Peserta Kopdar tgl 29 Juli 2011, di Urban Kitchen Pasific Place. (Ada beberapa yang sudah pulang)

Aku dan dia, Ibu Enny D Ratna. Siapa yang tidak kenal ibu Enny yang memang sudah lama ngeblog. Tentu saja pertemuanku dengan bu Enny sudah tidak bisa dihitung dengan jari, karena cukup sering. Dan bu Enny memang meluangkan waktu hari Jumat itu, bahkan menemaniku sampai acara selesai pukul 6:30 malam! Juga berkenan dipakai nomor HP nya, karena aku tidak menyangka batere BB ku secepat itu habisnya.

Data yang Diberikan:
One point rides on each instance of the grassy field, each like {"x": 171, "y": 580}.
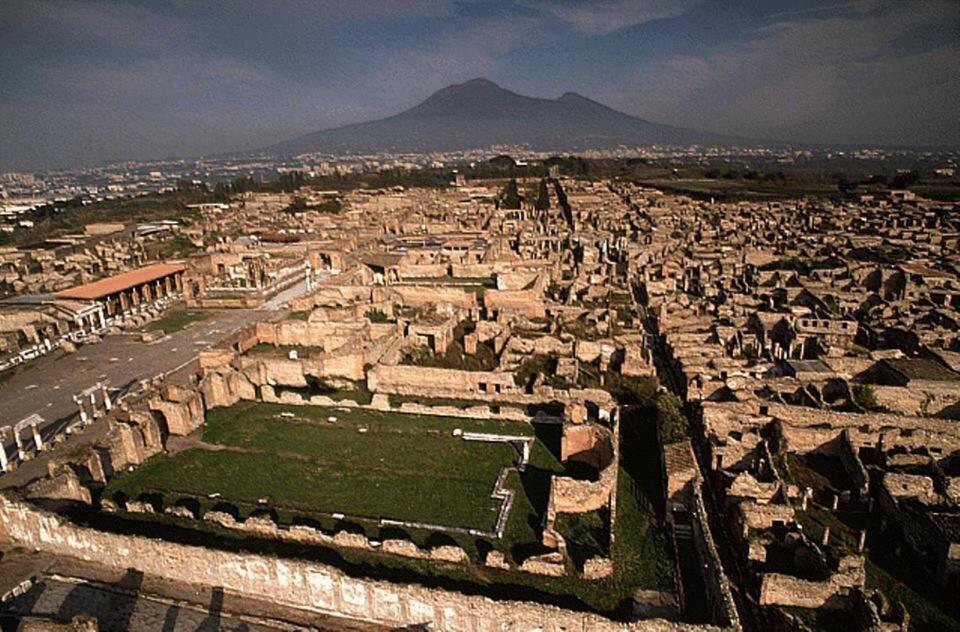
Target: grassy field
{"x": 299, "y": 460}
{"x": 366, "y": 464}
{"x": 176, "y": 320}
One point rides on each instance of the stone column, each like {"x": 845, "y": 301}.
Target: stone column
{"x": 20, "y": 453}
{"x": 36, "y": 437}
{"x": 106, "y": 397}
{"x": 83, "y": 412}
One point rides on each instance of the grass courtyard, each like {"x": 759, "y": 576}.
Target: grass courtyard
{"x": 366, "y": 465}
{"x": 409, "y": 467}
{"x": 176, "y": 320}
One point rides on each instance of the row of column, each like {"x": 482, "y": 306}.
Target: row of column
{"x": 145, "y": 293}
{"x": 33, "y": 422}
{"x": 88, "y": 400}
{"x": 89, "y": 410}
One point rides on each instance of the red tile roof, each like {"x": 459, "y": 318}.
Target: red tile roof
{"x": 125, "y": 281}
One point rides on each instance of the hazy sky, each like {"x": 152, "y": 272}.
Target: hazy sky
{"x": 84, "y": 82}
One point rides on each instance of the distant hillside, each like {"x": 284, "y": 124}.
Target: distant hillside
{"x": 479, "y": 113}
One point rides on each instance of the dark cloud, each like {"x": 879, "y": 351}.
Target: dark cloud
{"x": 90, "y": 81}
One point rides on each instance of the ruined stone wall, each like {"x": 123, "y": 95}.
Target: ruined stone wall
{"x": 928, "y": 399}
{"x": 327, "y": 336}
{"x": 412, "y": 271}
{"x": 332, "y": 296}
{"x": 420, "y": 296}
{"x": 415, "y": 380}
{"x": 850, "y": 458}
{"x": 526, "y": 302}
{"x": 786, "y": 590}
{"x": 715, "y": 581}
{"x": 570, "y": 495}
{"x": 294, "y": 583}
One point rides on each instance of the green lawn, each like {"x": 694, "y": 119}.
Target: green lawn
{"x": 430, "y": 474}
{"x": 402, "y": 467}
{"x": 177, "y": 320}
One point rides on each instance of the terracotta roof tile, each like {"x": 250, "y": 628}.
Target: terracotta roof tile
{"x": 127, "y": 280}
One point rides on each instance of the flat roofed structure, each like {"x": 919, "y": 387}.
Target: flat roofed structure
{"x": 127, "y": 280}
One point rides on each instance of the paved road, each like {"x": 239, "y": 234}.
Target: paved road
{"x": 47, "y": 385}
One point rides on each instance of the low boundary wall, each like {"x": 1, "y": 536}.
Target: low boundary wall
{"x": 299, "y": 584}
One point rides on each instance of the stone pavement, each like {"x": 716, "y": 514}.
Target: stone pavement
{"x": 131, "y": 600}
{"x": 47, "y": 387}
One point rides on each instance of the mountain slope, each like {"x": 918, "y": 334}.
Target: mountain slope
{"x": 480, "y": 113}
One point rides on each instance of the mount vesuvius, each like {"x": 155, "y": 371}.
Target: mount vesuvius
{"x": 479, "y": 113}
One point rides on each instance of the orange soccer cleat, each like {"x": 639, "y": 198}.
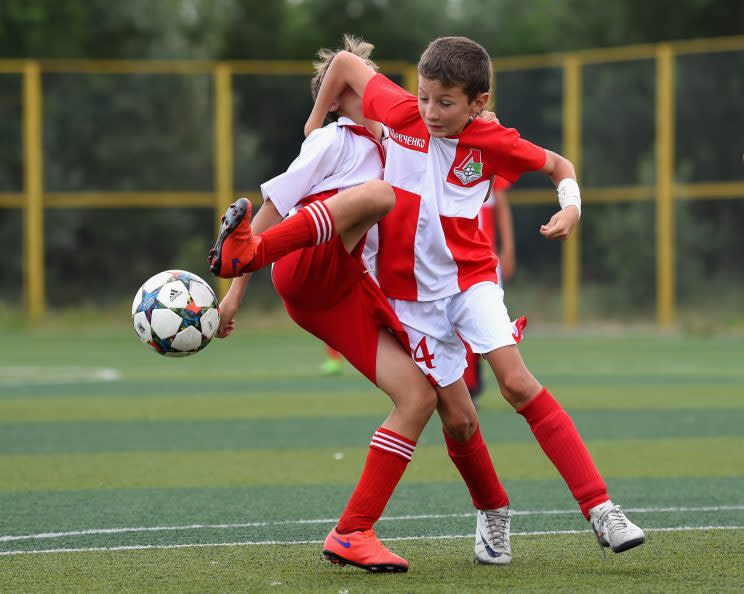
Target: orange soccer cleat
{"x": 362, "y": 549}
{"x": 235, "y": 244}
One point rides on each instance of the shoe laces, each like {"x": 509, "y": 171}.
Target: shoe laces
{"x": 614, "y": 519}
{"x": 497, "y": 525}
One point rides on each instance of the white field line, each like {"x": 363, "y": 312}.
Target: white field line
{"x": 301, "y": 542}
{"x": 546, "y": 512}
{"x": 14, "y": 377}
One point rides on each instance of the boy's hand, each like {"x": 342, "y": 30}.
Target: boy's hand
{"x": 228, "y": 310}
{"x": 561, "y": 223}
{"x": 488, "y": 116}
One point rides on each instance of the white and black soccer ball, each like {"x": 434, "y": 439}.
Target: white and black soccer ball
{"x": 175, "y": 313}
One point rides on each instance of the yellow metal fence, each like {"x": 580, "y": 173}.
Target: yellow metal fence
{"x": 33, "y": 198}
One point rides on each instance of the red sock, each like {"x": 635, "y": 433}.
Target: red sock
{"x": 311, "y": 225}
{"x": 389, "y": 454}
{"x": 562, "y": 443}
{"x": 474, "y": 463}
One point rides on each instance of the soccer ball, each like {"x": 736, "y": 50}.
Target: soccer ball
{"x": 175, "y": 313}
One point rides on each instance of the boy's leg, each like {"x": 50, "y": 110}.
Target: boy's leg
{"x": 349, "y": 214}
{"x": 561, "y": 442}
{"x": 440, "y": 355}
{"x": 354, "y": 320}
{"x": 551, "y": 425}
{"x": 469, "y": 453}
{"x": 353, "y": 540}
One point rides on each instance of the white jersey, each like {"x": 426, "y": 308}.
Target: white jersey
{"x": 334, "y": 158}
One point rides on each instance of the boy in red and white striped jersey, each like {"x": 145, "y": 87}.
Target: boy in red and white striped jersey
{"x": 439, "y": 271}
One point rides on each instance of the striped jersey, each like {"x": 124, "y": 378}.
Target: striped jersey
{"x": 430, "y": 244}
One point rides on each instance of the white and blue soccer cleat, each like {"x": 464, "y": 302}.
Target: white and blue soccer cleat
{"x": 492, "y": 543}
{"x": 613, "y": 529}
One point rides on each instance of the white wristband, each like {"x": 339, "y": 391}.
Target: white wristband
{"x": 569, "y": 194}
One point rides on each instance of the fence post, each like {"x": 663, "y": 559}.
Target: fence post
{"x": 33, "y": 187}
{"x": 571, "y": 256}
{"x": 665, "y": 260}
{"x": 223, "y": 147}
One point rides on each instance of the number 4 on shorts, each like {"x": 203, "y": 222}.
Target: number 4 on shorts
{"x": 421, "y": 354}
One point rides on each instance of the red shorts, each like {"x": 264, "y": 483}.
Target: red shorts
{"x": 327, "y": 292}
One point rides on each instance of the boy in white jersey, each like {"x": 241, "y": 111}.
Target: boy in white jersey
{"x": 321, "y": 275}
{"x": 439, "y": 272}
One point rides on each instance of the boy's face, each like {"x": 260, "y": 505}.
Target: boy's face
{"x": 446, "y": 110}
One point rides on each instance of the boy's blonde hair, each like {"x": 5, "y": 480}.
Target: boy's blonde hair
{"x": 352, "y": 44}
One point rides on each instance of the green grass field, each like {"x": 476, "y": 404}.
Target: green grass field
{"x": 122, "y": 470}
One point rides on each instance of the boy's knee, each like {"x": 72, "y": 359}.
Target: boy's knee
{"x": 426, "y": 399}
{"x": 380, "y": 196}
{"x": 462, "y": 428}
{"x": 419, "y": 403}
{"x": 517, "y": 387}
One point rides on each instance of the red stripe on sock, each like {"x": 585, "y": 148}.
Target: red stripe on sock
{"x": 561, "y": 442}
{"x": 473, "y": 460}
{"x": 381, "y": 474}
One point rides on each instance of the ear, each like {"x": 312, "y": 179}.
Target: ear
{"x": 479, "y": 103}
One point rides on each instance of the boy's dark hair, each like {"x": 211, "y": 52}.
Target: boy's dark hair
{"x": 457, "y": 61}
{"x": 352, "y": 44}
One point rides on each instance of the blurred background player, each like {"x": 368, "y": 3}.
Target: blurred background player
{"x": 333, "y": 364}
{"x": 495, "y": 220}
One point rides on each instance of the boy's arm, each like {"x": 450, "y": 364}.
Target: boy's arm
{"x": 505, "y": 226}
{"x": 562, "y": 172}
{"x": 346, "y": 69}
{"x": 266, "y": 217}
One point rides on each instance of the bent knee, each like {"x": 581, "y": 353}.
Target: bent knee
{"x": 461, "y": 428}
{"x": 379, "y": 196}
{"x": 518, "y": 387}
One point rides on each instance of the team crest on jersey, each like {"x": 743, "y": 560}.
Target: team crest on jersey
{"x": 470, "y": 168}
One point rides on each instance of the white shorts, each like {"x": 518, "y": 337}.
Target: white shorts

Perintah Latihan:
(1) Bisakah Anda menulis ulang seluruh bagian tulisan tentang kopdar ini, dari "Peserta Kopdar tgl" terus hingga "secepat itu habisnya.", dengan mengganti "Jumat" menjadi "Sabtu"?
(2) Bisakah Anda melanjutkan tulisan tentang kopdar di Urban Kitchen itu, mulai setelah kalimat terakhirnya?
Daftar di atas tidak diperlukan untuk latihan ini.

Hasil Latihan:
(1)
Peserta Kopdar tgl 29 Juli 2011, di Urban Kitchen Pasific Place. (Ada beberapa yang sudah pulang)

Aku dan dia, Ibu Enny D Ratna. Siapa yang tidak kenal ibu Enny yang memang sudah lama ngeblog. Tentu saja pertemuanku dengan bu Enny sudah tidak bisa dihitung dengan jari, karena cukup sering. Dan bu Enny memang meluangkan waktu hari Sabtu itu, bahkan menemaniku sampai acara selesai pukul 6:30 malam! Juga berkenan dipakai nomor HP nya, karena aku tidak menyangka batere BB ku secepat itu habisnya.

(2)
Aku dan dia, Krismariana. Aku sudah beberapa kali bertemu bahkan bermain bersama Kris di Taman Safari atau Museum Tekstil tahun lalu. Kecintaan pada buku mungkin yang menyambungkan kita berdua. Sering aku dicarikan buku-buku langka, terutama waktu Kris pulkam ke Yogya dan membelikan aku beberapa buku permintaanku. Buku terakhir yang diberikannya adalah Kerygma & Martyria sebuah buku tebal kumpulan puisi penulis kesayanganku, Remy Sylado. Sayang sekali tahun ini kami belum bisa bermain bersama lagi, karena anak-anak juga malas untuk keluar rumah.

Aku dan dia, Putri Rizkia. Nah kalau Putri yang ini sudah yang kedua kalinya. Bersama Mas Necky aku bertemu Putri pada kopdar Pasaraya minggu lalunya. Tapi kali ini Putri tidak begitu “terdengar” cuap-cuapnya karena juga harus cepat-cepat kembali ngojek (kembali ke kantornya).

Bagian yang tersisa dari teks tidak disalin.